YOUR INSTRUCTIONS: Among the entries below, count the lines that contain the word "chip". Write down only the total.

══ DATA UNDER STUDY

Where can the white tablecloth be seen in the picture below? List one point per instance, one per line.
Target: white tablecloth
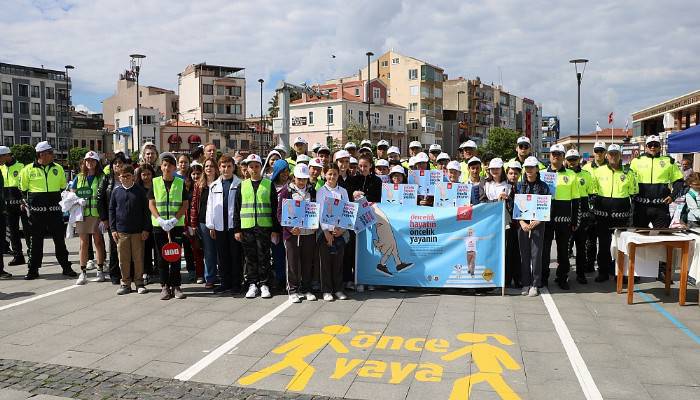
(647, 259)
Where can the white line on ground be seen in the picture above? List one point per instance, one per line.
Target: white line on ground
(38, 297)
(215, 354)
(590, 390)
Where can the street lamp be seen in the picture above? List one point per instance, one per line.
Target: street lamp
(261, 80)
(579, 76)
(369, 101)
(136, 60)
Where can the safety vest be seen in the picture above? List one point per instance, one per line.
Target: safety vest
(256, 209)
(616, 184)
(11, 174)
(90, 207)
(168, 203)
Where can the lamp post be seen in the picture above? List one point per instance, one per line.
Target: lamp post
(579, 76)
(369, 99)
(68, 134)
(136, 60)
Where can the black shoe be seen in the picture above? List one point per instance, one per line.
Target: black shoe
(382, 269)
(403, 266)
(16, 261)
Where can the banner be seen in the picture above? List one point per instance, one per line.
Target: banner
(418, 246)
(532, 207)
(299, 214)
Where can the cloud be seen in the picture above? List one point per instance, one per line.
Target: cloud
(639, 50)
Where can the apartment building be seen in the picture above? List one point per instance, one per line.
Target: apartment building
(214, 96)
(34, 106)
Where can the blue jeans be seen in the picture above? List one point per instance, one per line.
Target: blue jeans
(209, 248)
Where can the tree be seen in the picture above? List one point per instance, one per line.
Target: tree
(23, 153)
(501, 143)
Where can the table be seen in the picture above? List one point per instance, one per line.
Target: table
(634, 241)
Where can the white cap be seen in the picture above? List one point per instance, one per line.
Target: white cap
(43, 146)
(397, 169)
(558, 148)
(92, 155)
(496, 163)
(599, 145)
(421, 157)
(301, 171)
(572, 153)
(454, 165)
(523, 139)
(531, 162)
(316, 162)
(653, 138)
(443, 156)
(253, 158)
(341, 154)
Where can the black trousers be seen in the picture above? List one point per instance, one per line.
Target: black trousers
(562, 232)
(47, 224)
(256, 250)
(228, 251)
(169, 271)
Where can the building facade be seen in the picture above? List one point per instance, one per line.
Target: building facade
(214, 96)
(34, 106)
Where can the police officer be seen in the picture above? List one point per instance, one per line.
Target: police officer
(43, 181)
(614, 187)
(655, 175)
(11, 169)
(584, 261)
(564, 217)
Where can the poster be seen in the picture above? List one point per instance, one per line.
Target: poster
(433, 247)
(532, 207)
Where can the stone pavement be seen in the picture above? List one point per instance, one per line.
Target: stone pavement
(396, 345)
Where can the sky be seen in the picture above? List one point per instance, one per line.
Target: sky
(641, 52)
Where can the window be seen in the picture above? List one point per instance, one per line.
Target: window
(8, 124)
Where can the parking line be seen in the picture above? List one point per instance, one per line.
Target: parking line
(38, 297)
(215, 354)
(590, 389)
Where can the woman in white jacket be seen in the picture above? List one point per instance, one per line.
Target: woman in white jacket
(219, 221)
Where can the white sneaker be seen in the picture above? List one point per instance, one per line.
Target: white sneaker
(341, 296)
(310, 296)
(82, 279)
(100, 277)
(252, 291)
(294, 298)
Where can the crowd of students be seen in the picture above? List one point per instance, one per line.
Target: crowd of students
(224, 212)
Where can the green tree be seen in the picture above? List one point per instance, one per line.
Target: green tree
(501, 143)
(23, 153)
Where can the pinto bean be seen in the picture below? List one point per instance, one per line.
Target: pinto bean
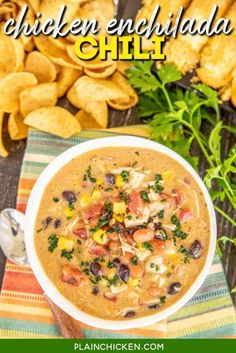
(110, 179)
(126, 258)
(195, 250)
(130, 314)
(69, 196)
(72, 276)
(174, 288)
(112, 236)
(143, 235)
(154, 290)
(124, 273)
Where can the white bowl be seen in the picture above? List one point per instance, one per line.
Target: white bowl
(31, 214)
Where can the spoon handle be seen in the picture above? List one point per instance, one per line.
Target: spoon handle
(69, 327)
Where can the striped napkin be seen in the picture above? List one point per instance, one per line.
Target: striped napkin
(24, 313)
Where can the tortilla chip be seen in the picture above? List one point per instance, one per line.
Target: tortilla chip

════

EXERCISE RESPONSE: 2